[Extract]
──────────

Why does wget only download the index.html for some websites?

Question

I'm trying to use wget command:

wget -p http://www.example.com

to fetch all the files on the main page. For some websites it works but in most of the cases, it only download the index.html. I've tried the wget -r command but it doesn't work. Any one knows how to fetch all the files on a page, or just give me a list of files and corresponding urls on the page?

How does this differ from your [previous question](http://stackoverflow.com/questions/11123477/how-to-get-a-list-of-all-paths-files-on-a-webpage-using-wget-or-curl-in-php)? If it's the same problem, edit your old question to clarify it. — Emil Vikström, Jun 20 '12 at 17:07
Possible duplicate of [how to get a list of all paths/files on a webpage using wget or curl in php?](https://stackoverflow.com/questions/11123477/how-to-get-a-list-of-all-paths-files-on-a-webpage-using-wget-or-curl-in-php) — H H, Sep 01 '17 at 09:32

score 108 · Answer 1 · edited Jun 09 '23 at 15:58

108

Wget is also able to download an entire website. But because this can put a heavy load upon the server, wget will obey the robots.txt file.

──────────

[Given data]
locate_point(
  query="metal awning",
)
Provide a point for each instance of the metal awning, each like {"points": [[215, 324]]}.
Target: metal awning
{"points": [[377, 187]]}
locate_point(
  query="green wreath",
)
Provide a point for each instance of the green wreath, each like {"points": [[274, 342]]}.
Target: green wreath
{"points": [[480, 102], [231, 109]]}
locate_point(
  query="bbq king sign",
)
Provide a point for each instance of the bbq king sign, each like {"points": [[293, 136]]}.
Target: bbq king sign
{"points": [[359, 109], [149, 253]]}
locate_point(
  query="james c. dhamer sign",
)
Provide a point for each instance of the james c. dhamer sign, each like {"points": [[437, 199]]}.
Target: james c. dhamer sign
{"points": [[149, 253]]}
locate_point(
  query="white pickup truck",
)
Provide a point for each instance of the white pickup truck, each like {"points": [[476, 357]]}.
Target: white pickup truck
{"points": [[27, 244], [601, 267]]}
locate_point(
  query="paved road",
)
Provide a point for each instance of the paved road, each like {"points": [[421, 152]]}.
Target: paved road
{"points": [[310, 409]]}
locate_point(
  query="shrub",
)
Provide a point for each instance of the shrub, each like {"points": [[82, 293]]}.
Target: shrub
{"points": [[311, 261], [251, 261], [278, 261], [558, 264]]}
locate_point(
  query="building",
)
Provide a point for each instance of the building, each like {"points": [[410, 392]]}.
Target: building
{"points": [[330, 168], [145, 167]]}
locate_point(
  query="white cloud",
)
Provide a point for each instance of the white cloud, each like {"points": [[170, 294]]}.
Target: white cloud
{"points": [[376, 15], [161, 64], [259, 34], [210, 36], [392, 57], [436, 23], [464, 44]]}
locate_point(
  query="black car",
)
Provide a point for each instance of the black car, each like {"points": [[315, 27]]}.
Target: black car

──────────

[What this exercise asks]
A: Write out the part of the wget thread that opens with the words "score 108 ·" and closes with "the robots.txt file.".
B: Translate this sentence from the wget thread into Spanish: "But because this can put a heavy load upon the server, wget will obey the robots.txt file."
The records have no connection to the wget thread.

[Outputs]
A:
score 108 · Answer 1 · edited Jun 09 '23 at 15:58

108

Wget is also able to download an entire website. But because this can put a heavy load upon the server, wget will obey the robots.txt file.

B: Pero como esto puede suponer una carga pesada para el servidor, wget respetará el archivo robots.txt.